What you have to do
Would you copy the records exactly, leaving the pictures out?
[Stored data — start]
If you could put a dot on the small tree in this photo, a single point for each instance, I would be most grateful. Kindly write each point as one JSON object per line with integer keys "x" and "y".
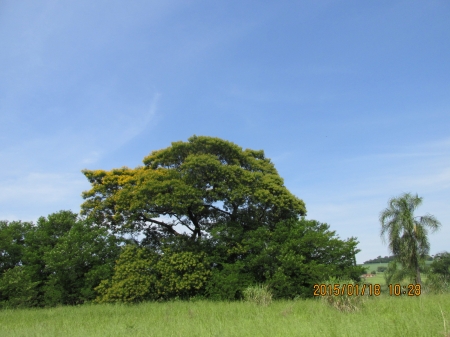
{"x": 407, "y": 234}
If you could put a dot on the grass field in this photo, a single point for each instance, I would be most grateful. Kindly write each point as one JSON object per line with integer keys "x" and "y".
{"x": 380, "y": 316}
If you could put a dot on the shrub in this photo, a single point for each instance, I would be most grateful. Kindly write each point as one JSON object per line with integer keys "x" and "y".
{"x": 259, "y": 295}
{"x": 344, "y": 303}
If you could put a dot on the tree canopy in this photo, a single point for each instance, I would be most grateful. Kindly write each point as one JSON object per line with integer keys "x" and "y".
{"x": 200, "y": 184}
{"x": 407, "y": 234}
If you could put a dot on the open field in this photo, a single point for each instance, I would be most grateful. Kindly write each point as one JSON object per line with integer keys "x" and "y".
{"x": 380, "y": 316}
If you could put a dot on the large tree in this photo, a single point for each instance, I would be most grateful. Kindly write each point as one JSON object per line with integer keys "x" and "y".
{"x": 407, "y": 234}
{"x": 203, "y": 184}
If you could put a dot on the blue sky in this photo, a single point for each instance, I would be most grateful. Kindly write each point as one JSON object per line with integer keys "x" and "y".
{"x": 350, "y": 99}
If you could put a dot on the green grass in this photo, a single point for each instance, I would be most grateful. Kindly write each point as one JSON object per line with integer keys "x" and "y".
{"x": 381, "y": 316}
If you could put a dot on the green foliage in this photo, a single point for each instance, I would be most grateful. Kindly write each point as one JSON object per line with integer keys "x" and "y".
{"x": 134, "y": 278}
{"x": 141, "y": 274}
{"x": 259, "y": 295}
{"x": 343, "y": 302}
{"x": 438, "y": 279}
{"x": 441, "y": 264}
{"x": 228, "y": 281}
{"x": 17, "y": 289}
{"x": 298, "y": 254}
{"x": 62, "y": 259}
{"x": 380, "y": 259}
{"x": 183, "y": 274}
{"x": 407, "y": 235}
{"x": 12, "y": 239}
{"x": 79, "y": 261}
{"x": 201, "y": 184}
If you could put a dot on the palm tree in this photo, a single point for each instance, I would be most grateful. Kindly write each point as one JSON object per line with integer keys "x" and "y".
{"x": 407, "y": 234}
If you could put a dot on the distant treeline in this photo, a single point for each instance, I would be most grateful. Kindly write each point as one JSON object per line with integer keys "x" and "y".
{"x": 380, "y": 259}
{"x": 388, "y": 259}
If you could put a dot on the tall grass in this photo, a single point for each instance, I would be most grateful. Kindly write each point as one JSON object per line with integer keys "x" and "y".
{"x": 259, "y": 295}
{"x": 380, "y": 316}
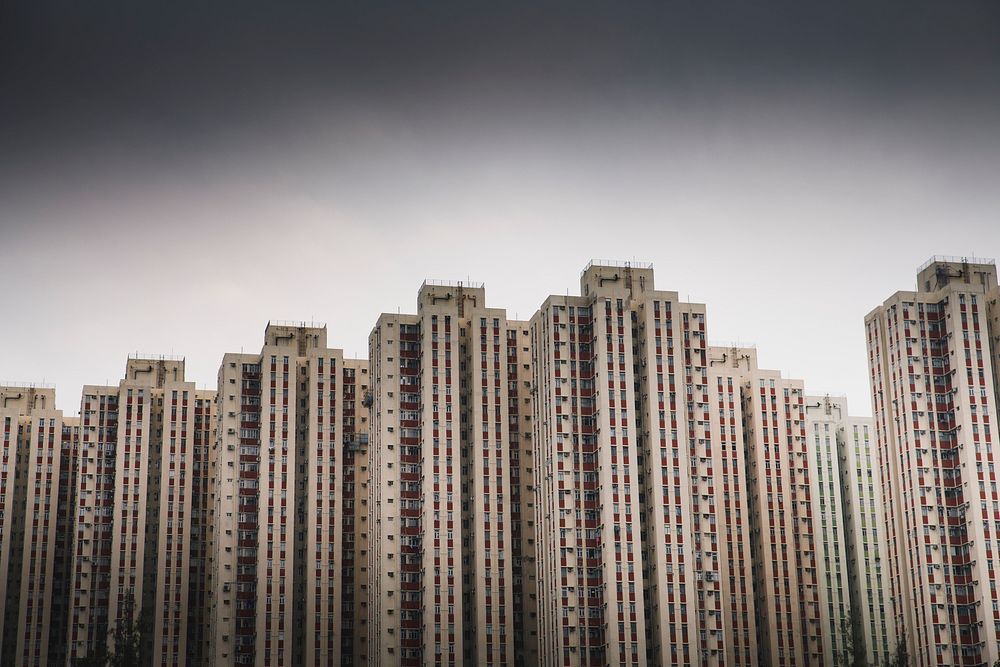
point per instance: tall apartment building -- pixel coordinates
(825, 421)
(285, 475)
(932, 355)
(451, 574)
(36, 452)
(640, 481)
(867, 552)
(140, 490)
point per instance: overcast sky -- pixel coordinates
(172, 178)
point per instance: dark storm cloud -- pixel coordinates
(178, 77)
(169, 170)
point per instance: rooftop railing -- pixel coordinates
(145, 356)
(616, 264)
(957, 260)
(296, 324)
(453, 283)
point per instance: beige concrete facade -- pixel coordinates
(825, 420)
(138, 496)
(931, 354)
(284, 465)
(628, 405)
(447, 573)
(34, 439)
(783, 540)
(867, 557)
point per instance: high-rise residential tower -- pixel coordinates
(931, 354)
(867, 560)
(36, 450)
(450, 573)
(137, 497)
(641, 482)
(826, 418)
(289, 431)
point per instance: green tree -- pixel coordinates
(126, 638)
(853, 653)
(900, 657)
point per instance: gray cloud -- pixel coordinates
(172, 177)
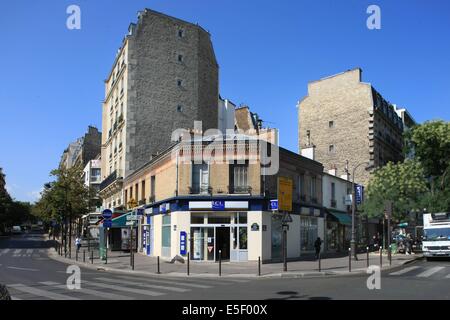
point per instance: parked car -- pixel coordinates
(4, 294)
(16, 230)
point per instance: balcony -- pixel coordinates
(205, 190)
(113, 177)
(240, 190)
(333, 203)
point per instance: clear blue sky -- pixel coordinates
(51, 86)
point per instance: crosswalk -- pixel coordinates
(115, 288)
(424, 272)
(24, 253)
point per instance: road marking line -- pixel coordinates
(183, 284)
(124, 289)
(41, 293)
(430, 272)
(23, 269)
(406, 270)
(91, 292)
(143, 285)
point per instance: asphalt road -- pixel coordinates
(29, 274)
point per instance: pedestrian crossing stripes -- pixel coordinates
(24, 253)
(406, 270)
(115, 288)
(430, 272)
(422, 272)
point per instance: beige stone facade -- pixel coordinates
(349, 122)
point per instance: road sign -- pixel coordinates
(133, 218)
(285, 187)
(287, 218)
(107, 214)
(274, 205)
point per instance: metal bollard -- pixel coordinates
(320, 262)
(381, 257)
(349, 260)
(390, 255)
(259, 266)
(188, 264)
(158, 270)
(368, 262)
(220, 263)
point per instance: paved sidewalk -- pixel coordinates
(308, 267)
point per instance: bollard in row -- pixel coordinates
(259, 266)
(320, 262)
(368, 262)
(157, 263)
(220, 263)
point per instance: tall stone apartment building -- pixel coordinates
(83, 150)
(349, 123)
(164, 77)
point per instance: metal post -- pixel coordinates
(390, 255)
(368, 263)
(157, 260)
(350, 260)
(188, 263)
(381, 257)
(259, 266)
(320, 262)
(284, 248)
(220, 263)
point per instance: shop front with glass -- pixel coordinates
(219, 235)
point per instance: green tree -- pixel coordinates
(404, 184)
(64, 200)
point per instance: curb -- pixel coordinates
(293, 275)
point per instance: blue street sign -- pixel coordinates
(219, 205)
(183, 243)
(359, 192)
(273, 205)
(107, 214)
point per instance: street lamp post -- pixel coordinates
(353, 240)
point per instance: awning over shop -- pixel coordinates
(343, 218)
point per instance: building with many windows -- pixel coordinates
(349, 122)
(164, 77)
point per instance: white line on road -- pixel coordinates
(406, 270)
(182, 284)
(101, 294)
(119, 288)
(143, 285)
(41, 293)
(23, 269)
(430, 272)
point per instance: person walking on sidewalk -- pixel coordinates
(78, 243)
(318, 247)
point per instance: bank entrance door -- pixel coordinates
(223, 243)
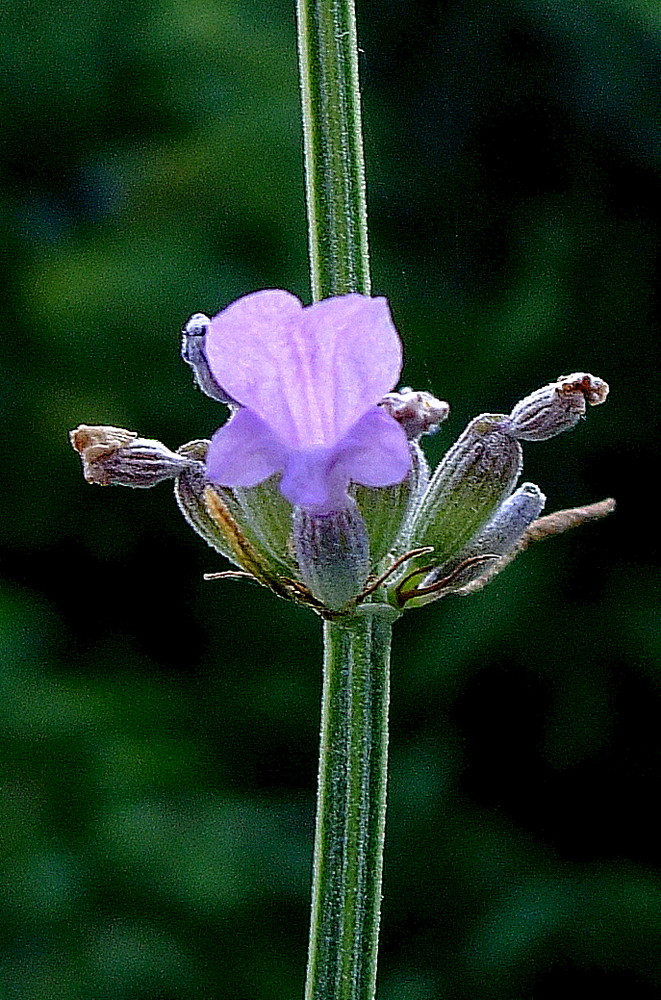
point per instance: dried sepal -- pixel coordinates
(113, 456)
(544, 527)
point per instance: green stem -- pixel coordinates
(351, 807)
(334, 163)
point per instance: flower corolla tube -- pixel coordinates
(307, 381)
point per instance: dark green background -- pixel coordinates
(158, 733)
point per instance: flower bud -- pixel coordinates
(113, 456)
(473, 479)
(514, 515)
(193, 337)
(498, 537)
(556, 407)
(333, 554)
(418, 412)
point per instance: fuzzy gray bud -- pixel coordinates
(113, 456)
(193, 336)
(418, 412)
(474, 478)
(556, 407)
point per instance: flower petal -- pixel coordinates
(313, 480)
(375, 452)
(244, 452)
(310, 372)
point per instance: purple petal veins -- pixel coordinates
(308, 380)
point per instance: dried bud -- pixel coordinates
(556, 407)
(418, 412)
(333, 554)
(193, 337)
(113, 456)
(473, 479)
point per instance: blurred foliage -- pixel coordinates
(158, 734)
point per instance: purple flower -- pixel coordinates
(307, 379)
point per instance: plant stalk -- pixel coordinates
(333, 147)
(351, 807)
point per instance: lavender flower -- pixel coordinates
(307, 381)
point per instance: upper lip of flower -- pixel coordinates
(307, 379)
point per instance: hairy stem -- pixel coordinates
(351, 806)
(333, 145)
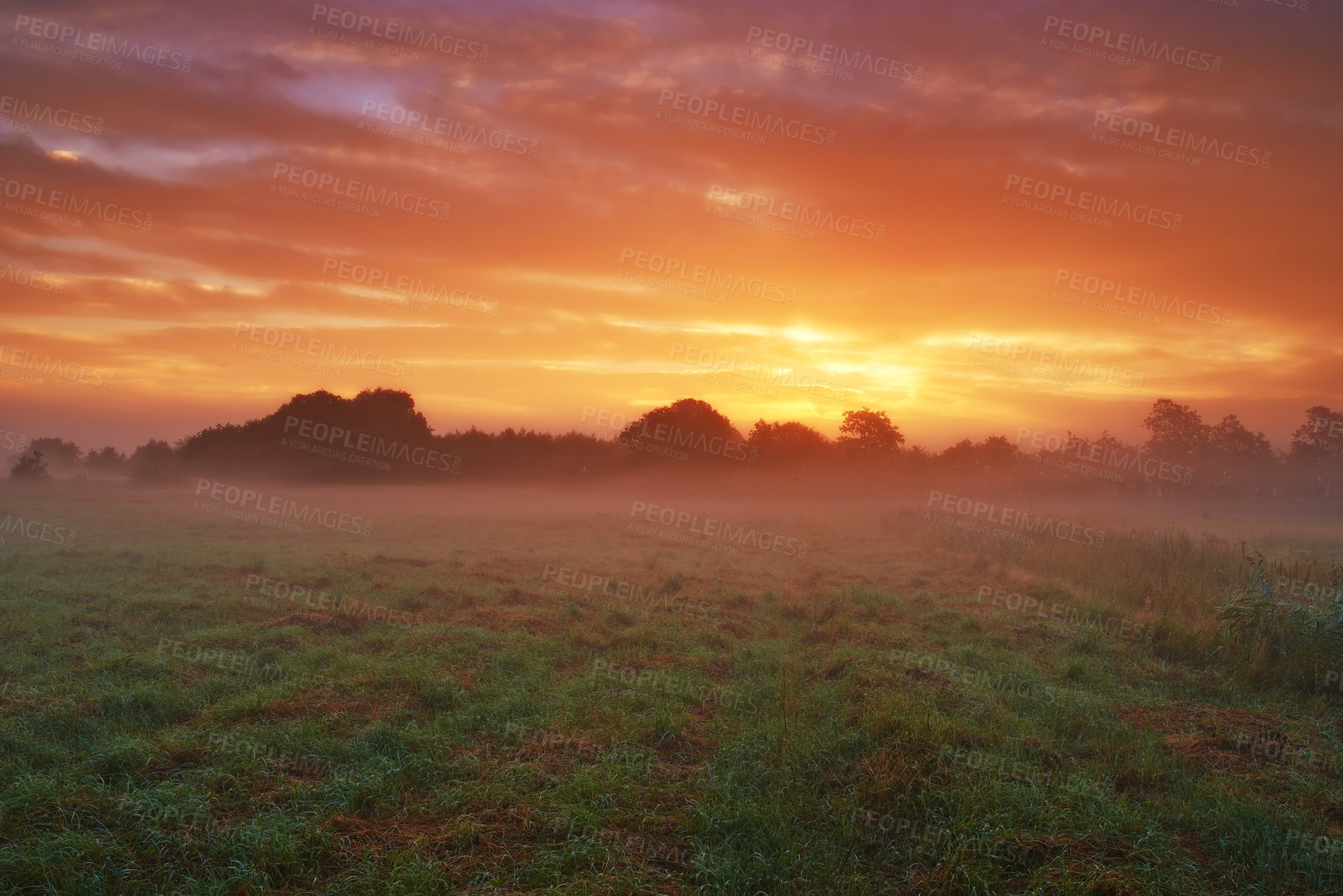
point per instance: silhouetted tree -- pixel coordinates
(791, 444)
(869, 435)
(688, 426)
(1178, 431)
(106, 460)
(154, 461)
(29, 468)
(64, 455)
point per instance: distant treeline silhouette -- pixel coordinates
(378, 435)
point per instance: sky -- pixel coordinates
(977, 216)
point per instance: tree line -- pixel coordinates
(376, 435)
[Stored data — finish]
Solution to this problem
If you could put a dot on the small tree in this photo, a single point for each instance, I would be most grateful. Kindly write each point as one JSON object per line with integer keys "x" and "y".
{"x": 407, "y": 234}
If you could put a dot on the grass field in this photo, a single point for each instance, I would be most grateful. Kindly write each point as one JSON object per line with integer keys "x" and "y".
{"x": 380, "y": 316}
If you could put a dot on the shrub in this photo, a single point for each instance, I would be most grateful. Kindly write each point as one JSON object per line with integer keys "x" and "y".
{"x": 259, "y": 295}
{"x": 344, "y": 303}
If you could put a dot on the tree canopy in this photo, a single point for each instance, I would be most grateful. Kindly write each point as one JSON object per line with integer keys "x" and "y".
{"x": 200, "y": 184}
{"x": 407, "y": 234}
If you could put a dot on the open field in this photo, a single point for each instance, I would be most grateful. Kindly write each point as one JSON object per line with integer keys "x" and "y".
{"x": 380, "y": 316}
If you could put a dot on the large tree in this photo, a single point for each instance, I would be most grateful. Kindly write each point as one JSON object per line with integer keys "x" and "y".
{"x": 407, "y": 234}
{"x": 203, "y": 184}
If you could put a dot on the blue sky in this photo, a single point for each instance, I would be most grateful. Kindly write each point as one JSON object per line with integer keys "x" and "y".
{"x": 350, "y": 99}
If you could put a dot on the green grass in this photo, a single point for each instance, I would be most grateful. Kindly write each point as one JSON object per line with integer keys "x" and "y".
{"x": 381, "y": 316}
If you could put a dot on the green foliage in this photo, a single point for each instance, I would be most grateful. Kindly write each point as one JSON object per line with integer keys "x" and "y".
{"x": 134, "y": 278}
{"x": 141, "y": 274}
{"x": 259, "y": 295}
{"x": 343, "y": 302}
{"x": 438, "y": 279}
{"x": 441, "y": 264}
{"x": 228, "y": 281}
{"x": 17, "y": 289}
{"x": 298, "y": 254}
{"x": 62, "y": 259}
{"x": 380, "y": 259}
{"x": 183, "y": 274}
{"x": 407, "y": 235}
{"x": 12, "y": 239}
{"x": 79, "y": 261}
{"x": 201, "y": 184}
If you could put a dot on the palm tree in this photo, a single point for each instance, I would be most grateful. Kindly write each point as one JSON object per line with integer keys "x" and "y".
{"x": 407, "y": 234}
If you could put a dot on the distant treeline in this photo, a single point for each instance, I would be most grateful. Kindly write each point as one JSON object per line with integer keys "x" and "y".
{"x": 380, "y": 259}
{"x": 388, "y": 259}
If you could put a dot on the tall grass in this photo, a single point for each instance, I would be most grateful. Kindly write each point as one JSON object per line with integer keys "x" and "y".
{"x": 259, "y": 295}
{"x": 380, "y": 316}
point per instance: tall apartment building -- pixel coordinates
(825, 421)
(285, 475)
(932, 355)
(451, 574)
(36, 452)
(640, 481)
(867, 552)
(140, 490)
point per instance: overcast sky -- pixel coordinates
(172, 178)
point per instance: dark storm cloud -- pixel coordinates
(178, 77)
(169, 170)
point per instance: rooftop railing -- pixel coordinates
(145, 356)
(616, 264)
(957, 260)
(296, 324)
(453, 283)
point per instance: beige concrete facade -- pixel coordinates
(825, 420)
(138, 496)
(931, 354)
(284, 465)
(628, 405)
(447, 573)
(34, 439)
(783, 540)
(867, 557)
point per instance: high-rise residential tower -- pixel coordinates
(931, 354)
(867, 560)
(36, 450)
(450, 573)
(137, 497)
(641, 482)
(826, 418)
(289, 431)
point per instance: green tree -- pixel coordinates
(126, 638)
(853, 653)
(900, 657)
point per instance: gray cloud -- pixel coordinates
(172, 177)
point per instance: parked car -- pixel coordinates
(4, 294)
(16, 230)
point per instance: balcony -- pixel coordinates
(205, 190)
(113, 177)
(240, 190)
(333, 203)
point per instance: clear blue sky -- pixel coordinates
(51, 86)
point per instance: crosswalk -- pixel coordinates
(115, 288)
(424, 272)
(24, 253)
point per instance: road marking line -- pixel coordinates
(183, 284)
(124, 289)
(41, 293)
(430, 272)
(23, 269)
(406, 270)
(91, 292)
(143, 285)
point per instance: asphalt road -- pixel coordinates
(29, 274)
point per instance: pedestrian crossing stripes -- pixel coordinates
(24, 253)
(406, 270)
(115, 288)
(430, 272)
(422, 272)
point per instance: beige stone facade -- pixel coordinates
(349, 122)
point per instance: road sign -- pixel coordinates
(133, 218)
(285, 187)
(287, 218)
(107, 214)
(274, 205)
point per instance: metal bollard -- pixel coordinates
(320, 262)
(381, 257)
(349, 260)
(390, 255)
(259, 266)
(188, 264)
(158, 270)
(368, 262)
(220, 263)
point per instance: paved sidewalk -- pixel coordinates
(308, 267)
point per instance: bollard in row -- pixel coordinates
(259, 266)
(320, 262)
(368, 262)
(157, 263)
(220, 263)
point per instance: tall stone apartment building -- pixel coordinates
(83, 150)
(349, 123)
(164, 77)
point per instance: metal post -- pixel coordinates
(390, 255)
(368, 263)
(157, 260)
(350, 260)
(188, 263)
(381, 257)
(259, 266)
(320, 262)
(284, 248)
(220, 263)
point per instance: shop front with glass -- pixel coordinates
(219, 235)
point per instance: green tree -- pixel coordinates
(404, 184)
(64, 200)
point per instance: curb -- pixel coordinates
(293, 275)
point per instance: blue street sign -- pixel coordinates
(219, 205)
(183, 243)
(359, 192)
(273, 205)
(107, 214)
point per instance: street lamp post -- pixel coordinates
(353, 240)
point per instance: awning over shop -- pixel coordinates
(343, 218)
point per instance: building with many windows -- pixel coordinates
(349, 122)
(164, 77)
point per instance: white line on road -- pixel coordinates
(406, 270)
(182, 284)
(101, 294)
(119, 288)
(143, 285)
(41, 293)
(23, 269)
(430, 272)
point per instance: person walking on sidewalk -- pixel coordinates
(78, 243)
(318, 247)
point per instance: bank entrance door -- pixel coordinates
(223, 243)
point per instance: dried sepal -- pixel coordinates
(113, 456)
(544, 527)
point per instance: green stem -- pixel coordinates
(351, 807)
(334, 163)
point per instance: flower corolla tube -- pixel coordinates
(307, 381)
point per instance: dark green background -- pixel coordinates
(158, 733)
point per instance: flower bud -- pixel coordinates
(113, 456)
(473, 479)
(514, 515)
(193, 337)
(498, 537)
(556, 407)
(333, 554)
(418, 412)
point per instance: fuzzy gray bud -- pixel coordinates
(113, 456)
(193, 336)
(418, 412)
(474, 478)
(556, 407)
point per instance: flower petal -- pixel coordinates
(313, 480)
(375, 452)
(244, 452)
(310, 372)
point per instance: purple petal veins -- pixel coordinates
(308, 380)
point per instance: dried bud -- pixel coordinates
(556, 407)
(418, 412)
(333, 554)
(193, 337)
(113, 456)
(473, 479)
point per instance: blurred foliage -- pixel coordinates
(158, 734)
point per instance: purple flower -- pixel coordinates
(307, 379)
point per instance: plant stalk -- pixel coordinates
(333, 147)
(351, 807)
point per instance: lavender flower -- pixel coordinates
(307, 381)
point per instance: upper lip of flower -- pixel coordinates
(307, 379)
point per instance: hairy stem -- pixel coordinates
(351, 806)
(333, 145)
point per instance: silhouetted tree -- pixel coordinates
(791, 444)
(869, 435)
(688, 426)
(1178, 431)
(106, 460)
(154, 461)
(29, 468)
(64, 455)
point per instance: distant treeline silhouette -- pixel coordinates
(378, 435)
point per instance: sky -- pixel coordinates
(977, 216)
point per instance: tree line -- pixel coordinates
(376, 435)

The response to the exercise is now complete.